**WORK REQUEST:** Search the data below for the word "butterfly" and copy each line that holds it.

(Stored data)
***

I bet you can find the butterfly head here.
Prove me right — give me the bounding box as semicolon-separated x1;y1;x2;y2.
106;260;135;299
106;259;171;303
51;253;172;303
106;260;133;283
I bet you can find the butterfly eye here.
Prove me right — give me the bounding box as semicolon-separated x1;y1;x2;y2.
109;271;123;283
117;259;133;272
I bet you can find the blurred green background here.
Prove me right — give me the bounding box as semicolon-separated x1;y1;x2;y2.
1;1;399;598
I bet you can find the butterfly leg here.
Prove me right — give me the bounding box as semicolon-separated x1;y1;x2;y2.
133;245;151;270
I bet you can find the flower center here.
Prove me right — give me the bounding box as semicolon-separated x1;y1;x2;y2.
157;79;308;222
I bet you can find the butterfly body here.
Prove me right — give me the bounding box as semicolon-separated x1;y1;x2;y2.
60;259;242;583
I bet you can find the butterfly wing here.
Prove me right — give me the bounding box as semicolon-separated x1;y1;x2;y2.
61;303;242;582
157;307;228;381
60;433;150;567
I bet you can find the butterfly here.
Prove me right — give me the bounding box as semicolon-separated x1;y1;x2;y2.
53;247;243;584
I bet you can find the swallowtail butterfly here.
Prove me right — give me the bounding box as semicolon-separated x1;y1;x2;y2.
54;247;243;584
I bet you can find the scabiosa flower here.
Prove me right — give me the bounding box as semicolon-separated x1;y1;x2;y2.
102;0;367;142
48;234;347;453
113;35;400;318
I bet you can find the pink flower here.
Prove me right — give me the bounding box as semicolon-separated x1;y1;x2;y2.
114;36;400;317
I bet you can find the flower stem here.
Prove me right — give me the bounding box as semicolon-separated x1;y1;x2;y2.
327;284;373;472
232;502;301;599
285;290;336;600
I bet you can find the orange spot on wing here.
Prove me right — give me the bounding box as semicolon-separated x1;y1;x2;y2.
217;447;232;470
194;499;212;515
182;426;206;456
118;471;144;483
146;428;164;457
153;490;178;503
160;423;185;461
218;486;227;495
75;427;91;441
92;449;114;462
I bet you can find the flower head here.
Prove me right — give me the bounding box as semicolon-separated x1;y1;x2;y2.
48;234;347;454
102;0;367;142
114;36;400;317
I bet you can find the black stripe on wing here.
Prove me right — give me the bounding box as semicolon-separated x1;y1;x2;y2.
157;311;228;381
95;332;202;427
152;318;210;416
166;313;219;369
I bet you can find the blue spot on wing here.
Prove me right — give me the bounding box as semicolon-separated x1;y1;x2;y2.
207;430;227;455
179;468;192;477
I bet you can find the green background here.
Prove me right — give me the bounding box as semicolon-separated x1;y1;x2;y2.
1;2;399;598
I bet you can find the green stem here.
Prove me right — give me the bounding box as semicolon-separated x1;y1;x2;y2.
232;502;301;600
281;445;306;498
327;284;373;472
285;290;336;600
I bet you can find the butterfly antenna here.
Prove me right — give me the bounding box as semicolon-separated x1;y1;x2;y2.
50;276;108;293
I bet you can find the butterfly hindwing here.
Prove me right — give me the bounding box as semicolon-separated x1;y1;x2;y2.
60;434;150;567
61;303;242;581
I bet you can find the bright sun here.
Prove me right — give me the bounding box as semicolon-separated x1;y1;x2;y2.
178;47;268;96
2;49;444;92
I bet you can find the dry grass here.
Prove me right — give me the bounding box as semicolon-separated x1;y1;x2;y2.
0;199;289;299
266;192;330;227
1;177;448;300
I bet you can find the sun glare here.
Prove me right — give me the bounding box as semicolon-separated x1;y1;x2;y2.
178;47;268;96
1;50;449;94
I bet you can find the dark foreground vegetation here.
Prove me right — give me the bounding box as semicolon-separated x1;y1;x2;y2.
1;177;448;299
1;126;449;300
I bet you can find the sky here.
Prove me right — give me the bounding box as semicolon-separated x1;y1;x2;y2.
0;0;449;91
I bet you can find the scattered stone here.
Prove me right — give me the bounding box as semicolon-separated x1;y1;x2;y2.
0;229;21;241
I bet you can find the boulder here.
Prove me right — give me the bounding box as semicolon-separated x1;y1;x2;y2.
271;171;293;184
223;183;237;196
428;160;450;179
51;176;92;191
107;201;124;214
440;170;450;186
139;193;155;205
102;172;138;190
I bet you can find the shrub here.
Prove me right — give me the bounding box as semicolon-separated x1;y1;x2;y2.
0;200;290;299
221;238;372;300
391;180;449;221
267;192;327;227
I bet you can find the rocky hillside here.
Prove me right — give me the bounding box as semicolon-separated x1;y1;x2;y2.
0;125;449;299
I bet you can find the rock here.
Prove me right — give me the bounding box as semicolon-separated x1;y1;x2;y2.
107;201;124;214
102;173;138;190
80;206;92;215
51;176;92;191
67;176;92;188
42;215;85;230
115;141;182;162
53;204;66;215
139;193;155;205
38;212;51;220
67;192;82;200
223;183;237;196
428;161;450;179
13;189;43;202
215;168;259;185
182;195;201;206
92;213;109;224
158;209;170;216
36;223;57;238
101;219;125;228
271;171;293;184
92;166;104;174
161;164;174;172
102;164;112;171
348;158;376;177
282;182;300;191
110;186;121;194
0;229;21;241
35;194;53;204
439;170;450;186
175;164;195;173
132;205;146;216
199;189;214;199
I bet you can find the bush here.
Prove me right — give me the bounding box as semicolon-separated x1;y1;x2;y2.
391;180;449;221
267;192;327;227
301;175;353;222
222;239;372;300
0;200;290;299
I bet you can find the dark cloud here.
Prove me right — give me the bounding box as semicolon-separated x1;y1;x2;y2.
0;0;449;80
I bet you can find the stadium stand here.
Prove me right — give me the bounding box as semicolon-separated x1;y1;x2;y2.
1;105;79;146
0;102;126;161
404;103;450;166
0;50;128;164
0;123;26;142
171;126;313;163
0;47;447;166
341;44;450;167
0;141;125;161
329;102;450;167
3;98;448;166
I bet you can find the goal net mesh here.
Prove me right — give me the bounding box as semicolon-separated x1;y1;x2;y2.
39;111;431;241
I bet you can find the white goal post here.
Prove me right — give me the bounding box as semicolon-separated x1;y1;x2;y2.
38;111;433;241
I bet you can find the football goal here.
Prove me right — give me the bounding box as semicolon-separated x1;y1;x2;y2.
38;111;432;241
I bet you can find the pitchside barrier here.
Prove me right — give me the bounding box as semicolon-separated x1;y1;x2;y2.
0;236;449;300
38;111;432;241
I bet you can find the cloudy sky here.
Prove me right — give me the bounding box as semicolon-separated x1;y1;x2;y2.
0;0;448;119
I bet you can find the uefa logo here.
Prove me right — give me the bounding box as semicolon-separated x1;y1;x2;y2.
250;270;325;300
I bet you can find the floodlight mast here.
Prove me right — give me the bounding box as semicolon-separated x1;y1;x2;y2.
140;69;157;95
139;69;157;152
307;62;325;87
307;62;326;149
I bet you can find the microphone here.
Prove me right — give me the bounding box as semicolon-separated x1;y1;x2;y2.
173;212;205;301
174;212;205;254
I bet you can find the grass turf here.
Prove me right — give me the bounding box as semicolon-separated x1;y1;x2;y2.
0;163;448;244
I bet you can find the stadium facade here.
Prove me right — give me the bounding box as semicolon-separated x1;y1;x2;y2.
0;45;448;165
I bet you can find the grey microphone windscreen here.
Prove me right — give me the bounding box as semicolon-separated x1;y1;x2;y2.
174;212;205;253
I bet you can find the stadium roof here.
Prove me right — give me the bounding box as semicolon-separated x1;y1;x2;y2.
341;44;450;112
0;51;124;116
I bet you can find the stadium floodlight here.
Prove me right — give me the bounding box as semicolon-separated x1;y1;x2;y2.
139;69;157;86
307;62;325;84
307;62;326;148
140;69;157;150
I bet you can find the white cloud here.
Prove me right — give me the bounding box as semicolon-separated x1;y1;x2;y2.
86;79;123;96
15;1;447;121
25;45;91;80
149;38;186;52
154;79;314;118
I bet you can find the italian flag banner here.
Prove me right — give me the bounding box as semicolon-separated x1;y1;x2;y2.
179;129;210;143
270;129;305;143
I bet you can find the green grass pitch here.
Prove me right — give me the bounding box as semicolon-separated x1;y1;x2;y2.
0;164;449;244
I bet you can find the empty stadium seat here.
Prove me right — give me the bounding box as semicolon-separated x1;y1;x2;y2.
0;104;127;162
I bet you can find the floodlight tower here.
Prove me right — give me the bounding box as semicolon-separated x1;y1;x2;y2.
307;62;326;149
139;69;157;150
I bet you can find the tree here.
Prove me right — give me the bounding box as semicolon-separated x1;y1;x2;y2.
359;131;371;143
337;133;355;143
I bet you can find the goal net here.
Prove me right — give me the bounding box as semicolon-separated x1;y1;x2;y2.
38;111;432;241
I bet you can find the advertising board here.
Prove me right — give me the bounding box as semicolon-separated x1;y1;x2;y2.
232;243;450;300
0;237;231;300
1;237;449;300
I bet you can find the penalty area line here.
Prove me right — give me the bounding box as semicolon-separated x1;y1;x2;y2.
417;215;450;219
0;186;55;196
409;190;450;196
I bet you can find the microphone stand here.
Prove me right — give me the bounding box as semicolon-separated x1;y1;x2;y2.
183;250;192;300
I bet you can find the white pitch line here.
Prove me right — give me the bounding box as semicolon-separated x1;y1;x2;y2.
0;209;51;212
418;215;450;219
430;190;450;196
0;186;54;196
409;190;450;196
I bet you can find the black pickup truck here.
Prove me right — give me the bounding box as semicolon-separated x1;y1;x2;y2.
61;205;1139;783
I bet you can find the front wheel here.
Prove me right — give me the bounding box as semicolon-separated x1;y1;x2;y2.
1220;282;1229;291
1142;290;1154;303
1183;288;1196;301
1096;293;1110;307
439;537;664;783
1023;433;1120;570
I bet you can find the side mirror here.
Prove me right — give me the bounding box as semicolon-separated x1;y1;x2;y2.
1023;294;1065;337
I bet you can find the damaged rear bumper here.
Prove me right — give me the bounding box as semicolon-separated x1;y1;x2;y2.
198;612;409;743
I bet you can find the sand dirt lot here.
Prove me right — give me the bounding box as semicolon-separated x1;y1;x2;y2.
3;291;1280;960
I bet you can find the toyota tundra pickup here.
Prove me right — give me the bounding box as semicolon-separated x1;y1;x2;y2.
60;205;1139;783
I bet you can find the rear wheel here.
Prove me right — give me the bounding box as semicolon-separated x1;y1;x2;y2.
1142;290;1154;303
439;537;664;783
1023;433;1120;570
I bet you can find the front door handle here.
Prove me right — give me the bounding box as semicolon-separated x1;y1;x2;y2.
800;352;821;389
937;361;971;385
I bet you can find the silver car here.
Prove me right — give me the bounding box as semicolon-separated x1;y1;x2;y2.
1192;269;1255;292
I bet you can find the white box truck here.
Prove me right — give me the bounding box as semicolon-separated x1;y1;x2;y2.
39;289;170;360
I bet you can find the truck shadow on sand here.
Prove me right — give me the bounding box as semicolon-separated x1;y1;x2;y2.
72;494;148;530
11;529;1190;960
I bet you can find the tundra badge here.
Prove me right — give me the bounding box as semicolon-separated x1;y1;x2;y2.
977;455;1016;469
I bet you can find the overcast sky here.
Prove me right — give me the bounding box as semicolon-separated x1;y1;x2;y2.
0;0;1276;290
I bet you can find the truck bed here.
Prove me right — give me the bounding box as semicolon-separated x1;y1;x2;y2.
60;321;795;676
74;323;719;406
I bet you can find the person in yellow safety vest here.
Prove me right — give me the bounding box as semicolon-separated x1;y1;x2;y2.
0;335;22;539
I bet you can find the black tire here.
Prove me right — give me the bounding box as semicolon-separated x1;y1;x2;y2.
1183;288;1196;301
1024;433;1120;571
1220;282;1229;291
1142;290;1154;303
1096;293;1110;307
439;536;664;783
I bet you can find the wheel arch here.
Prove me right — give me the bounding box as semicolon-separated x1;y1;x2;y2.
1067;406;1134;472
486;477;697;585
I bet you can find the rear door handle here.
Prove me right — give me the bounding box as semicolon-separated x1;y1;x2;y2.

***

**WRITTEN ANSWER:**
I bet you can find the butterfly head here.
I bet you can find the butterfly eye here.
I bet you can find the butterfly leg here.
I bet you can find the butterfly body here.
I bet you can find the butterfly wing here.
I bet you can find the butterfly here.
I bet you can find the swallowtail butterfly here.
I bet you can find the butterfly antenna here.
I bet you can find the butterfly hindwing here.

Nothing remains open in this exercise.